__RECORDS FOR THIS TASK__
--------------------------------
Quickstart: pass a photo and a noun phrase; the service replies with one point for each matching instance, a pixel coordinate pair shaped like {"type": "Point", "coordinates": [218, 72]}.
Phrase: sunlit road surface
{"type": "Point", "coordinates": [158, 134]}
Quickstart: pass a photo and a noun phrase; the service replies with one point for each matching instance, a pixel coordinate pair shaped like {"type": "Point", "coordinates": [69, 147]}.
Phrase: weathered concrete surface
--------------------------------
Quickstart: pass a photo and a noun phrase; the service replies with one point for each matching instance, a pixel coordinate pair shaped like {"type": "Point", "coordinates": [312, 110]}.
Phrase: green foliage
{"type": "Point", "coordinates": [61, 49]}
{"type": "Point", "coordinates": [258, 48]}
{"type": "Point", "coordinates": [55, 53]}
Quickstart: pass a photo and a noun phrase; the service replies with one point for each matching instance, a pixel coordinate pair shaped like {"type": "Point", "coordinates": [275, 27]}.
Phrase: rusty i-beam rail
--------------------------------
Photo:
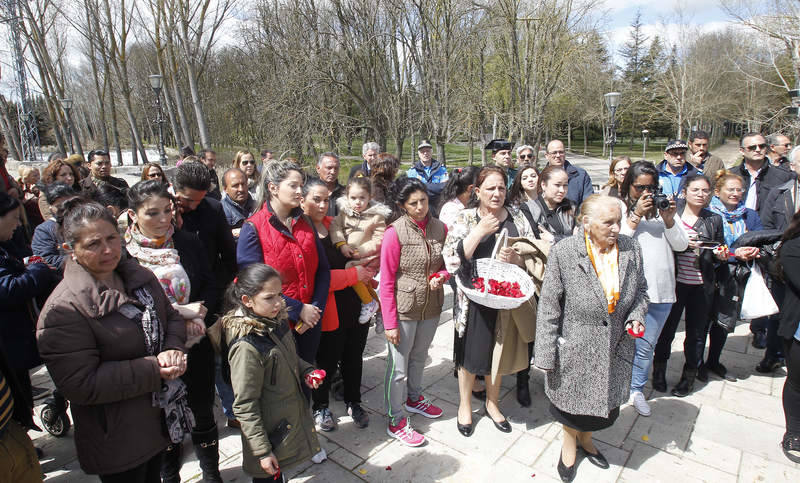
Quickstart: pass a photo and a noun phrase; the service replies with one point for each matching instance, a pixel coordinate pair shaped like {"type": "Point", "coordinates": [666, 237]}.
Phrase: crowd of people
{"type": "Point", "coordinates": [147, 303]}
--------------------------------
__TASK STATEMENT__
Select each line of the material above that contains the word "like", and copy those lines in full.

__REPLY__
Quickstart: pass a photo and a noun phrase; the service replies with one point for each matching instance, a pixel coordinate pair shaped like {"type": "Point", "coordinates": [218, 72]}.
Quickstart: pass a photo and a noun phrase; the service replies with one point for each matching instance, a pixel coordinate pair shaped like {"type": "Point", "coordinates": [69, 147]}.
Quickstart: pass a photo and a noun phrase; the service replies with one point for each matching instance, a pixel coordinate pair shaped like {"type": "Point", "coordinates": [312, 110]}.
Quickstart: pass a photo and a noun phrase; the service replies with one point for each matching instance, a pixel coordinate pair shaped like {"type": "Point", "coordinates": [275, 27]}.
Quickstart: pass a photo and a noun phrase; the service replies with one point for each matching instance, a pixel coordinate pair shaped like {"type": "Point", "coordinates": [666, 237]}.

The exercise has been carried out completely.